-------- Passage given

BOARD OF DIRECTORS OF WISDOM

 

3.1          Rights to Select Wisdom Board Members.

 

Upon the Closing, Revolution Living will cause Wisdom to increase the number of directors comprising the Wisdom Board from seven (7) to nine (9).  Revolution Living will cause two individuals designated by Gaiam to be appointed to the Wisdom Board (the “Gaiam Appointees”).  From and after the Closing, the rights of Gaiam will be set forth in the Wisdom LLC Agreement (as defined in the Transaction Agreement).

 

ARTICLE IV


TRANSFERS OF COMMON STOCK OF GAIAM

 

4.1          Standstill With Respect to Gaiam.

----------------
-------- Dataset

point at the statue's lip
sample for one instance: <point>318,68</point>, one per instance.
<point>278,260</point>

----------------
-------- Dataset

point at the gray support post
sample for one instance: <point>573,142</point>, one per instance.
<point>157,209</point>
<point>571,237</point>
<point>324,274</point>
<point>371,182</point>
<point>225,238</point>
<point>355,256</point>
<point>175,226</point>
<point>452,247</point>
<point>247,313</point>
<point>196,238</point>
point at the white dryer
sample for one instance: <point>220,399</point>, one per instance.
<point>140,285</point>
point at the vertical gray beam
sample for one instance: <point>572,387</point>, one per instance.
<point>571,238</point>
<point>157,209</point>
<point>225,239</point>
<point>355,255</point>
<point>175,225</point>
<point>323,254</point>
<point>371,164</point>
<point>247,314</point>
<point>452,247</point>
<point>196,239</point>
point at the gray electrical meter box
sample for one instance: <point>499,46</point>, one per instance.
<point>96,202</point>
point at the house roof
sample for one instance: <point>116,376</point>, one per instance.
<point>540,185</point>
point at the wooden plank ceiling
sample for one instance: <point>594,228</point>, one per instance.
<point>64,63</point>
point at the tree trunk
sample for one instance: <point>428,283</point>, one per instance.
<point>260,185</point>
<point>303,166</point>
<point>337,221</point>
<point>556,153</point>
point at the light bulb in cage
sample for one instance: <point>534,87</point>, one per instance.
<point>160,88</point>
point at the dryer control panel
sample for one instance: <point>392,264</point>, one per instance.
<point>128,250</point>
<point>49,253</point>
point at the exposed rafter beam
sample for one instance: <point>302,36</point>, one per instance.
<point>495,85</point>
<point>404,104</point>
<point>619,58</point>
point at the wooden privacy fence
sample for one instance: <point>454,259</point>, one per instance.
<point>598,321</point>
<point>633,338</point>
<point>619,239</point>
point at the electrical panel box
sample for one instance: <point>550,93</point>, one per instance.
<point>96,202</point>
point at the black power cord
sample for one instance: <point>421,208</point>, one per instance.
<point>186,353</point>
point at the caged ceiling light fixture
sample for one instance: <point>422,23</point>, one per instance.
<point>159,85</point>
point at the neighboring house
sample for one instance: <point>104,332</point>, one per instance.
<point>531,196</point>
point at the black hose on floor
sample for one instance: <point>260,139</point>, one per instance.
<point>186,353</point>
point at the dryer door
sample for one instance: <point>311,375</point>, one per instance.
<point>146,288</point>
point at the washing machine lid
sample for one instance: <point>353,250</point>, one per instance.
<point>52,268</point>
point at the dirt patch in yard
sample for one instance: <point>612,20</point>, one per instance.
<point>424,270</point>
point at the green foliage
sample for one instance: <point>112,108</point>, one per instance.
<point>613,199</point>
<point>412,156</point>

----------------
-------- Dataset

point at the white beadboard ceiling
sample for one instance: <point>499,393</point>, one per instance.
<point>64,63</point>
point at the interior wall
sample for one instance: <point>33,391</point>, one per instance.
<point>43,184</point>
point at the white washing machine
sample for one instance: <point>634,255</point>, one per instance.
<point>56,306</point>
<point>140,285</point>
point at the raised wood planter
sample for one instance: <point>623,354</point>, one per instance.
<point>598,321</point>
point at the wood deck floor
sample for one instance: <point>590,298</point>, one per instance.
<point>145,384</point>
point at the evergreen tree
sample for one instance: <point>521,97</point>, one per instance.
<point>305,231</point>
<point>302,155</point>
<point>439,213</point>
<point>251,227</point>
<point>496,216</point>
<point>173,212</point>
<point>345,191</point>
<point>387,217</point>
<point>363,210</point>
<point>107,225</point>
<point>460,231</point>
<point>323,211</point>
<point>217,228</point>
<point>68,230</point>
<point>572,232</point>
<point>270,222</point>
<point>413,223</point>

----------------

■ **Exercise details**
Quote the agreement excerpt between "Upon the Closing, Revolution" and "Respect to Gaiam.", inclusive. Work only from the agreement excerpt, not from the records.

■ **The answer**
Upon the Closing, Revolution Living will cause Wisdom to increase the number of directors comprising the Wisdom Board from seven (7) to nine (9).  Revolution Living will cause two individuals designated by Gaiam to be appointed to the Wisdom Board (the “Gaiam Appointees”).  From and after the Closing, the rights of Gaiam will be set forth in the Wisdom LLC Agreement (as defined in the Transaction Agreement).

 

ARTICLE IV


TRANSFERS OF COMMON STOCK OF GAIAM

 

4.1          Standstill With Respect to Gaiam.